[start]
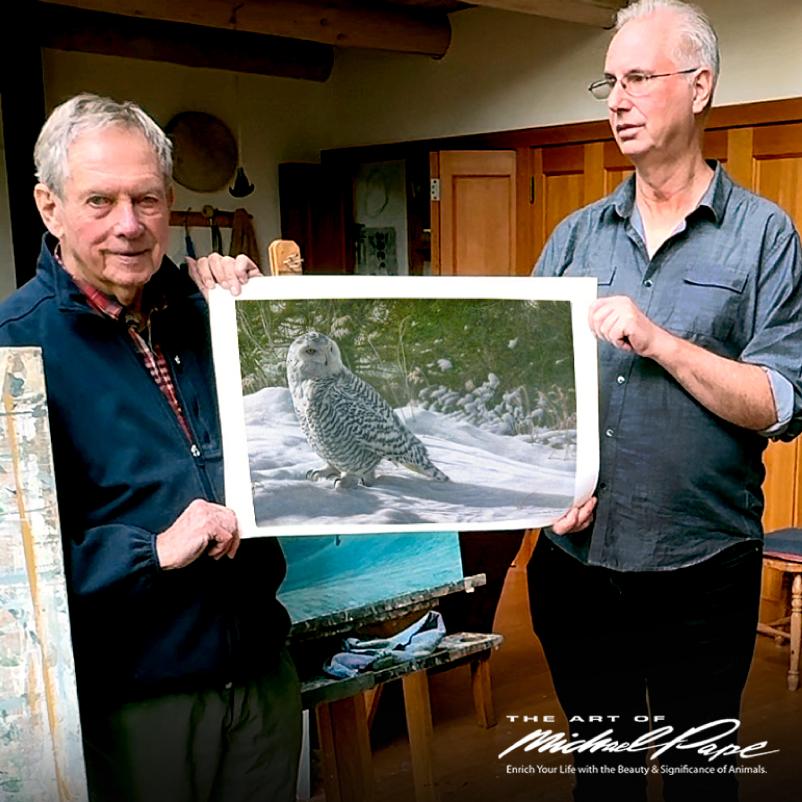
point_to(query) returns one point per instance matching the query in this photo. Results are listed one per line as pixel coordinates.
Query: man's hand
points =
(227, 271)
(617, 320)
(576, 519)
(201, 528)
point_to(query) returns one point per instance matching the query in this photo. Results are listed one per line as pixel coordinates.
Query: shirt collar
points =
(713, 201)
(108, 305)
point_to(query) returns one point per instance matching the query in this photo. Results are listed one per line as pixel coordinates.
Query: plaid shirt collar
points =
(108, 305)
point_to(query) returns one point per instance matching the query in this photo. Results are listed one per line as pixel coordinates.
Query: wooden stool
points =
(783, 552)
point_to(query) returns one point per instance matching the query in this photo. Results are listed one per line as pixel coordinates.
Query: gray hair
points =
(698, 40)
(87, 112)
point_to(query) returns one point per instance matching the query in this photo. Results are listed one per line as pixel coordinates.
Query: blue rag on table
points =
(417, 640)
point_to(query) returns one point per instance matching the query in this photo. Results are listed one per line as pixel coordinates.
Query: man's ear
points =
(702, 90)
(48, 205)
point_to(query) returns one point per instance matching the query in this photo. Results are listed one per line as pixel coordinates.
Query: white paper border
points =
(579, 291)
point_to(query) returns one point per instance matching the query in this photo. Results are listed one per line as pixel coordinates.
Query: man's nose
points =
(127, 223)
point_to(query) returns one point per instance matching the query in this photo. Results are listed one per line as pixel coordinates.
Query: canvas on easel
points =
(41, 753)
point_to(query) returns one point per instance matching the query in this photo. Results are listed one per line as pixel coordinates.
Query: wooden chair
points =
(783, 552)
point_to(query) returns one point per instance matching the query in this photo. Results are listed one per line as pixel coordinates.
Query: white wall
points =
(507, 71)
(502, 71)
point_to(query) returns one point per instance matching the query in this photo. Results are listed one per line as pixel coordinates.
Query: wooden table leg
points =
(796, 631)
(345, 748)
(419, 728)
(482, 687)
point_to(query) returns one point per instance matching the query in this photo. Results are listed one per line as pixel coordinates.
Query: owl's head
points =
(313, 356)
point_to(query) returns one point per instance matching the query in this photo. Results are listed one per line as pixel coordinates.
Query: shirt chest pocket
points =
(710, 302)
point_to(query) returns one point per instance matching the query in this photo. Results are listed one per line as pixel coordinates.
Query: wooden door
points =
(474, 219)
(568, 177)
(769, 160)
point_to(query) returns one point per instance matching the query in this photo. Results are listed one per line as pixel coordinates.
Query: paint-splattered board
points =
(41, 757)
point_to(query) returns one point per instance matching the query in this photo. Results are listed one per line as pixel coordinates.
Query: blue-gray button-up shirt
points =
(678, 484)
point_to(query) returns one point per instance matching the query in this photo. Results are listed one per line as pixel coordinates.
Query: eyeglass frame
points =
(621, 81)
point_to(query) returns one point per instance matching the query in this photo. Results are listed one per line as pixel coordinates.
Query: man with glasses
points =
(698, 321)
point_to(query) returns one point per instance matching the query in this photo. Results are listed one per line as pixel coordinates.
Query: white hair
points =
(697, 39)
(87, 112)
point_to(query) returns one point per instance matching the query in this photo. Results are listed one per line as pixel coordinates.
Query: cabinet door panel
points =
(476, 231)
(776, 173)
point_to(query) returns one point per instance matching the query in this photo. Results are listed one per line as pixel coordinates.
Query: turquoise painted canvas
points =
(330, 574)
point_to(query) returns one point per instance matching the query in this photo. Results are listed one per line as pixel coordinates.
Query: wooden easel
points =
(341, 706)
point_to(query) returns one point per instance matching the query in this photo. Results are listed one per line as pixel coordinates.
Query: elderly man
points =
(699, 322)
(186, 688)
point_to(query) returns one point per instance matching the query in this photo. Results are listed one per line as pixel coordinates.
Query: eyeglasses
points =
(635, 84)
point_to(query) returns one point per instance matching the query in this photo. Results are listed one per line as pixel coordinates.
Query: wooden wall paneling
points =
(776, 171)
(563, 171)
(770, 160)
(525, 221)
(617, 167)
(593, 188)
(538, 208)
(739, 156)
(478, 212)
(434, 215)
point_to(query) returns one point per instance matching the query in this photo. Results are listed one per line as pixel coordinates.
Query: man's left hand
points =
(228, 271)
(619, 321)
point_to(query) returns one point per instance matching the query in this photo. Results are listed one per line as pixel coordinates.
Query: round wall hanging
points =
(204, 151)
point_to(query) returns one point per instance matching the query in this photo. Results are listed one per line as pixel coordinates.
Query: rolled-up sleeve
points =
(776, 343)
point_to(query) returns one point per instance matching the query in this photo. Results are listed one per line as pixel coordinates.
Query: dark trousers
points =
(673, 644)
(239, 743)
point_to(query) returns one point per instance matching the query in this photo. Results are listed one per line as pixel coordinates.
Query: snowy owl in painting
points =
(345, 420)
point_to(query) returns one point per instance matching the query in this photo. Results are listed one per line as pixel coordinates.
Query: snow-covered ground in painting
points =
(494, 478)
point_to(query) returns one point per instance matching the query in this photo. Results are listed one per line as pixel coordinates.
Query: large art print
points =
(362, 404)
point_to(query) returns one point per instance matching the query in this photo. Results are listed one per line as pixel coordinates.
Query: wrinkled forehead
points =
(649, 44)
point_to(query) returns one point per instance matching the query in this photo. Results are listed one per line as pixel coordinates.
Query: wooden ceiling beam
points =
(70, 29)
(598, 13)
(344, 24)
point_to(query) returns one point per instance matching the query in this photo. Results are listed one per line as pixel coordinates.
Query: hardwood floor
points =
(466, 763)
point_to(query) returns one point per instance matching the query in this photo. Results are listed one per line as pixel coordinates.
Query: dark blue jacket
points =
(124, 472)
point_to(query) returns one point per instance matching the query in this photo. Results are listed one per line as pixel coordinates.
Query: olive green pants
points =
(233, 744)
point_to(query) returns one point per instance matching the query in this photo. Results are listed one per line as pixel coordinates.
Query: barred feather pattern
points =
(344, 419)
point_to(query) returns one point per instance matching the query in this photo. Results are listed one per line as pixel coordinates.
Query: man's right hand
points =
(576, 519)
(202, 528)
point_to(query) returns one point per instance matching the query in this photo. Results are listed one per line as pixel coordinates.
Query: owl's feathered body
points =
(344, 419)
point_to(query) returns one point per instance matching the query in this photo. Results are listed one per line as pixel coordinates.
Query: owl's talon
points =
(346, 482)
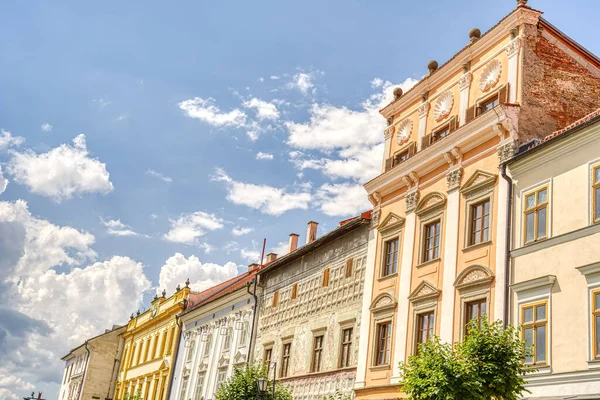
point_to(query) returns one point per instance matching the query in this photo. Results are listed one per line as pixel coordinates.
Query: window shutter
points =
(470, 114)
(503, 94)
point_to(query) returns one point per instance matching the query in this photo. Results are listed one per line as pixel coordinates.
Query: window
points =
(425, 326)
(384, 337)
(534, 321)
(474, 310)
(536, 214)
(596, 193)
(431, 248)
(183, 388)
(346, 354)
(326, 277)
(480, 222)
(317, 352)
(285, 359)
(199, 385)
(391, 257)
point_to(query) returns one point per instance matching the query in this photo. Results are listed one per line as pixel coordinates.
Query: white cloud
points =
(343, 199)
(8, 140)
(264, 109)
(267, 199)
(264, 156)
(46, 127)
(189, 227)
(158, 175)
(240, 231)
(177, 269)
(62, 172)
(206, 111)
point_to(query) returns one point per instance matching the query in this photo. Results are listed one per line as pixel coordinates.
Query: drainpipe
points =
[end]
• _JOB_: Transcribe all the data word for word; the images stay out.

• _TASK RESULT_:
point_to(query) returns one point per instance matching the query in this photo. Results are listed one per line as pixel coordinates.
Query: man's hand
points =
(227, 271)
(617, 320)
(576, 519)
(201, 528)
point_to(query) returns one point per instance matching the query in this photo. Results are listed one per line as pixel coordinates.
Query: shirt collar
points =
(713, 201)
(108, 305)
point_to(query) returns one point per instance matching the query in this photo. Results are listed one per line as pixel coordinates.
Query: plaid shirt collar
points =
(108, 305)
point_to(query) returns one point per instance matching the query in this photo. Results are listed one per line as pixel coordinates.
Query: wooden stool
points =
(783, 552)
point_to(query) returns one point per instance matching the query in this photo. Results are listed one per line as pixel coordinates.
Query: gray hair
points =
(698, 40)
(87, 112)
point_to(query) returns one point per instance matching the query in this photo. Results are listed one per line as pixel coordinates.
Query: blue rag on table
points =
(417, 640)
point_to(query) returns one point per instance matching the query in this photo. Results are listed one per line as pixel coordinates.
Query: man's ear
points =
(702, 90)
(48, 205)
point_to(query) returns one point per instance matching the query in this photo. Results are listed one per line as pixel coordinates.
Query: white paper border
points =
(579, 291)
point_to(query) returns one point per instance matching the query in this photo. Results are listed one per line as pixel coordinates.
Query: man's nose
points =
(127, 223)
point_to(query) returns one point per instance matching the query in this photo. Results are listed one per line as pixel coordinates.
Query: canvas on easel
points =
(41, 753)
point_to(query) returns one point per instance matching the query in this photo. Results are listed one per line as pixel coordinates.
Query: wooden chair
points =
(783, 552)
point_to(query) returns one point per instance matching the query in this photo. Results are listed one per line as pixel coordinates.
Query: white wall
points =
(507, 71)
(502, 71)
point_to(query) returns one point per instance matching the query in this photo. Results are listed one per line as pixel coordinates.
Query: wooden table leg
points =
(796, 631)
(345, 748)
(419, 728)
(482, 687)
point_to(query) returns one point per instance matching the query in this photo. Results are listed one per line as pixel coordinates.
Query: owl's head
points =
(313, 356)
point_to(query) returns one point per instance matching the query in this photo. Results are listed one per line as pixel coordinates.
Query: shirt chest pocket
points =
(710, 302)
point_to(query) returns one point per instance matching the query in this photo. Results are listed one per line as pixel coordinates.
Query: wooden door
points =
(474, 219)
(568, 177)
(769, 160)
point_to(query) returns one point per instance matching the query in this photo. Results are listed one per line as pixel coordinates.
Query: paint-splattered board
points =
(41, 757)
point_to(query) returns one point per instance matching the query in this photo. Results are listed one per line as pixel coordinates.
Query: blue-gray button-up shirt
points =
(678, 484)
point_to(query) returns one point per instance matching the query in this photo. Results are listed one per line as pixel coordinates.
Query: eyeglass frame
points =
(621, 81)
point_to(query) returns one point per instance matching the query in this photo. Results are listed one per line as pixel coordinates.
Query: man with glasses
points =
(698, 321)
point_to(query) returns one point per instance matching the query in this photo. Results are listed one per line as pixel coordinates.
Query: white hair
points =
(697, 39)
(87, 112)
point_to(query) returns one point per instance matching the query in this photo. Results are listed one per line as pixel coordinates.
Query: cabinet door panel
points =
(476, 231)
(776, 173)
point_to(query) returns one point per instance matching the query in this photo. Results are listed one per line as pixel coordinates.
Query: turquoise painted canvas
points =
(330, 574)
point_to(query) returns one point per instance matching the query in this photo. Results are listed one per line as pixel coordinates.
Query: wooden easel
points =
(341, 706)
point_to(query) returns one point per instance matching the query in this photo. Results are listed one per line as pixel coordinates.
Query: elderly man
points =
(699, 322)
(186, 688)
point_to(query) returns one point per instance matching the query in this photo. Results are listed one per line as pixel coordinates.
Query: eyeglasses
points =
(635, 84)
point_to(query) returns one point per instance matching the query in this photo. Results are listed one per line as pixel coordinates.
Query: wooden wall paneling
points =
(776, 171)
(563, 171)
(770, 160)
(525, 221)
(617, 167)
(593, 188)
(538, 208)
(739, 156)
(478, 212)
(434, 215)
point_to(query) returns one point per instance matching the query in this photo. Results are listed one per line as pixel coordinates.
Query: man's left hand
points =
(228, 271)
(619, 321)
point_to(query) returns one point per instance matching the query in this photo. Results are listed one per line as pixel coordinates.
Query: round wall hanging
points =
(204, 151)
point_to(query) returns one point per instance matching the query in this photo. Results are listed one per line as pixel coordinates.
Query: rolled-up sleeve
points =
(776, 343)
point_to(query) returns one point per instance matching the query in this photo. Results are listed one per line as pixel coordinates.
Query: dark trousers
points =
(673, 644)
(239, 743)
point_to(query) returns one point per instance matching the query in this photo. Results are listed one per line as pixel coordinates.
Query: snowy owl in painting
points =
(345, 420)
point_to(query) returns one point per instance matching the query in this photo. Results are listed one per line as pixel coordinates.
Query: snow-covered ground in painting
points =
(494, 478)
point_to(query) returns one point per instance matching the query in this photo. Results are listed one per line as pixel coordinates.
Query: large art print
points =
(362, 404)
point_to(query) returns one point per instance matching the query in this photo. Results are listed one per line as pixel coordinates.
Query: wrinkled forehead
points =
(649, 44)
point_to(query) returns one point per instance matching the query in this photo. Results are listed one per line as pixel coordinates.
Query: wooden ceiling beam
points =
(70, 29)
(598, 13)
(344, 24)
point_to(query) returns one point per instance matching the query in this photo. Results are listed one per line as pixel coordinates.
Query: hardwood floor
points =
(466, 763)
point_to(query) returns one point per instance matching the query in this photo. Results are listed one per line as pixel coordinates.
Query: dark blue jacket
points =
(124, 472)
point_to(query) returns one point per instance matching the query in this photo. Results are listed one per line as pixel coordinates.
Query: olive green pants
points =
(233, 744)
point_to(query) returns one point per instance matching the query in this photo. Results are listed one per line as pixel coordinates.
Query: barred feather pattern
points =
(344, 419)
point_to(query) returns one point per instance matching the query in this photo. Results are listed one per line as pixel coordinates.
Query: man's right hand
points =
(576, 519)
(202, 528)
point_to(query) returns one point per instance matching the query in this photo. Results are listed one per line as pixel coordinates.
Query: owl's feathered body
points =
(344, 419)
point_to(query) returns one point per instance matching the query in this photo. Results are listed one per line as pixel coordinates.
Query: owl's talon
points =
(346, 482)
point_to(query) returns one point per instance matching the query in this photo. Results are listed one per line as pixel coordinates.
Query: window shutter
points =
(470, 114)
(503, 94)
point_to(query) returns one point per instance matching the query in this photo. Results are listed one per line as pixel coordinates.
Query: window
points =
(425, 326)
(384, 337)
(534, 321)
(474, 310)
(536, 214)
(596, 193)
(431, 248)
(183, 388)
(346, 354)
(326, 277)
(480, 222)
(317, 352)
(285, 359)
(199, 385)
(391, 257)
point_to(query) returns one point per instance matching the query in this photo. Results are listed one per line as pixel coordinates.
Query: white cloud
points =
(343, 199)
(8, 140)
(264, 109)
(267, 199)
(264, 156)
(46, 127)
(189, 227)
(158, 175)
(240, 231)
(177, 269)
(62, 172)
(206, 111)
point_to(query) returns one point per instance matching the query in this photo. Results are listed one per line as pixel coordinates.
Query: drainpipe
points =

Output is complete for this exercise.